== Set problem ==
Convert the material below into a JSON list of strings, with each line as its own string and blank lines omitted.

┌─ Rows

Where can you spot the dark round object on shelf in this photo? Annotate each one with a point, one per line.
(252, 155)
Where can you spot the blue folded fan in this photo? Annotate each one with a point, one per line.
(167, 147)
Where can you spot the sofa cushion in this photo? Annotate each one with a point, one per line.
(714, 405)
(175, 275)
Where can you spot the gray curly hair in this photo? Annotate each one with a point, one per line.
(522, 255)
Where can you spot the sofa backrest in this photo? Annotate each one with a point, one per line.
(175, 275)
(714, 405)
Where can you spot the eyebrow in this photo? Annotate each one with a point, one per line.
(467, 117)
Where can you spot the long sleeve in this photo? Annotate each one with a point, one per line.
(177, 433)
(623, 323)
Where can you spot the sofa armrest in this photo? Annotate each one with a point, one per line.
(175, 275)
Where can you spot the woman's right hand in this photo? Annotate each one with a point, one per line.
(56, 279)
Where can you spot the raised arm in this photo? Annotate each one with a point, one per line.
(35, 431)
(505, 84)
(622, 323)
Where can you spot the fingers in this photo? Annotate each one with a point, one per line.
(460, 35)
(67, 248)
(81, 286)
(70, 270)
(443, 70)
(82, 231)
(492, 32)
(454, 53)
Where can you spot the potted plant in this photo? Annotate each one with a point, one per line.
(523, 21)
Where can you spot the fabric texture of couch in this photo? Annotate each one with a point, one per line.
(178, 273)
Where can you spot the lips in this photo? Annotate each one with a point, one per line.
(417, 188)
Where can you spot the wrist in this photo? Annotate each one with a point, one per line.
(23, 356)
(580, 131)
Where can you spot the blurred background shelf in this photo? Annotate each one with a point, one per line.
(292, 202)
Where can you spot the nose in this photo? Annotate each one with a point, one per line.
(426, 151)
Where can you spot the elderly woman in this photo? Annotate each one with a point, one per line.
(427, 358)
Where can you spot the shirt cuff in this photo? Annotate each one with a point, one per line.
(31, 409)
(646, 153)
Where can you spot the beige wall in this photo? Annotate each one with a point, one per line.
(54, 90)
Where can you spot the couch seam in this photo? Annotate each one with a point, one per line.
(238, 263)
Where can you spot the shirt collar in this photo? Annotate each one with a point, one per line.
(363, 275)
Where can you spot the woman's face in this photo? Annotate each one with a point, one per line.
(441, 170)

└─

== Answer to this exercise ==
[
  "Where can you spot the dark round object on shelf in this photo? Annotate each one with a point, one per line.",
  "(252, 155)",
  "Where can you spot the blue folded fan in this photo? Annotate each one with a point, one per line.",
  "(167, 147)",
  "Where can you spot the sofa cushion in this photo? Annotate each one with a point, one per line.",
  "(714, 405)",
  "(175, 275)",
  "Where can you spot the gray curly hair in this photo? Annotate each one with a point, one per line.",
  "(522, 255)",
  "Where can you spot the sofa backrest in this photo? Annotate each one with a point, one per line.",
  "(175, 275)",
  "(714, 405)",
  "Where can you spot the eyebrow in this photo? Annotate each one with a point, one per line.",
  "(467, 117)",
  "Where can you spot the long sleeve in this photo? Annotate each one with a point, one per line.",
  "(177, 433)",
  "(623, 323)",
  "Where can you spot the sofa armrest in this photo? Annotate each one with a point, one per line.",
  "(175, 275)",
  "Where can you spot the woman's right hand in this photo? Annotate each one with a point, one per line.",
  "(56, 279)",
  "Where can you spot the raised arm in this photo? Annotate each one with a point, one per line.",
  "(35, 431)",
  "(505, 84)",
  "(622, 323)",
  "Where can you spot the fingers in this photo? Annotate each one with a point, one per line.",
  "(460, 35)",
  "(67, 248)",
  "(81, 286)",
  "(70, 270)",
  "(443, 70)",
  "(82, 231)",
  "(492, 32)",
  "(454, 53)",
  "Where can you spot the potted plant in this photo? Annotate each one with a point, one per line.",
  "(523, 21)",
  "Where can you spot the fabric texture of couch in this photo? Annotate each one with a point, one per line.",
  "(178, 273)",
  "Where can you spot the lips in this photo? Annotate each one with a point, one per line.",
  "(417, 188)",
  "Where can you spot the wrist in this photo? Annotate each one with a point, one per line.",
  "(23, 356)",
  "(580, 131)",
  "Where can you spot the blurred background shelf in this photo? Annotate each one with a point, one per line.",
  "(292, 202)",
  "Where can you spot the nose in this photo? Annotate each one with a point, one per line.",
  "(426, 151)",
  "Where can you spot the elderly woman in this photo? Annotate each one with a point, one per line.",
  "(427, 358)",
  "Where can you spot the shirt cuff in this photo? Annotate each one with a point, one per line.",
  "(31, 409)",
  "(646, 153)",
  "Where can you spot the beige wall in this photo? Annotate each one with a point, one per line.",
  "(54, 90)",
  "Where can you spot the couch seam in this photo? Annotate each one with a point, one per line.",
  "(238, 263)",
  "Where can you spot the shirt collar in this photo? Annotate each one with a point, one per line.",
  "(363, 275)",
  "Where can you spot the woman's face in this photo? Annotate each one with a point, one per line.",
  "(441, 170)"
]